*** Opening TEXT PROVIDED ***
By 5:45 I was really already awake. I slept most of the night soundly, but woke up sometime before the alarm, probably 5:15 (the time we would have gotten up normally) feeling a little nauseated and out of it, but not bad. Bica stirred as I drank some water, but didn't come to bed as she sometimes will when it's close to wake-up time. I fell back asleep and when the alarm went off the nausea was gone.
I did go for that run with Julie and Bica, and it felt good. Temperature was much more comfortable than it had been, and being laid up had rested my weary legs. We didn't run far, 2.5 miles at the most. But I ran it well, and took Bica on a romp through the grass to chase an angry flock of geese. When we got back home I did my usual stretches, although not as hard as usual, and couple of sets of push-ups. Any stretch that engages my stomach muscles would cause me to feel a little nausea and to burp, but otherwise it felt fine.
I showered and shaved off my 5 day beard, had my normal cereal & fruit breakfast (but with just one cup of coffee instead of my normal 4-5 cups), then got ready for work. I didn't feel bad, best I've felt since the chemo really, but I knew I'd get tired before the end of the day. Work wasn't bad, everyone was happy to see me and asked how things were. I told them I was likely to go home early, and sure enough, by 1 pm I was fading fast. I stuck around until almost 2:15, then came home and walked Bica for several blocks.
I suspect my schedule will be that way the rest of this week. Upcoming events are as follows:
- Wed (7/28) I have to go to the drs office in the morning to have blood drawn. Should only be a little late for work
- Fri (7/30) I have my first follow up drs appt at 3:15 to see how my blood looks, and how I'm feeling overall
Sat afternoon (when I wanted meatballs) one of our friends in VA offered to pick up Peruvian chicken from a place by them that Julie & I love. I was feeling so sick, but still somewhat hungry, so I said yes to that so long as they didn't mind just dropping it off. I didn't want to see anyone.
Well they brought over a whole chicken, fried yucca, plantains, and beans & rice. Julie went downstairs to pick it up from our friend, and I set up places to eat and queued up the most recent episode of Burn Notice on Hulu. Julie set the food down in front of me and went to go get drinks, while waiting I ate one piece of yucca and immediately felt horrible; I was sure that was all I was eating of that meal.
*** Closing TEXT PROVIDED ***
WHAT YOU SHOULD DO: Reproduce word for word the stretch of the account of the first day back at work after chemo, starting with "I suspect my" and going on through "to see anyone.".
*** Opening DATASET CONTENT ***
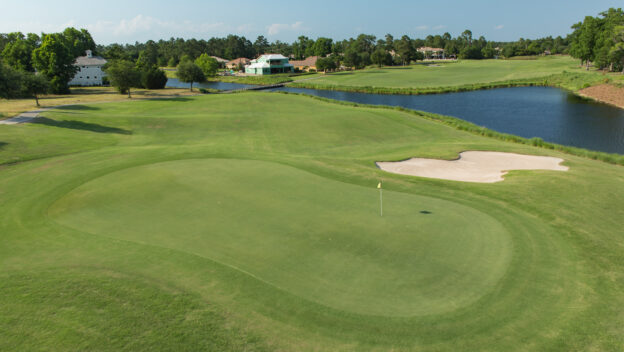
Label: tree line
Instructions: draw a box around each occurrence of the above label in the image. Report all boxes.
*** Closing DATASET CONTENT ***
SOLVED EXERCISE:
I suspect my schedule will be that way the rest of this week. Upcoming events are as follows:
- Wed (7/28) I have to go to the drs office in the morning to have blood drawn. Should only be a little late for work
- Fri (7/30) I have my first follow up drs appt at 3:15 to see how my blood looks, and how I'm feeling overall
Sat afternoon (when I wanted meatballs) one of our friends in VA offered to pick up Peruvian chicken from a place by them that Julie & I love. I was feeling so sick, but still somewhat hungry, so I said yes to that so long as they didn't mind just dropping it off. I didn't want to see anyone.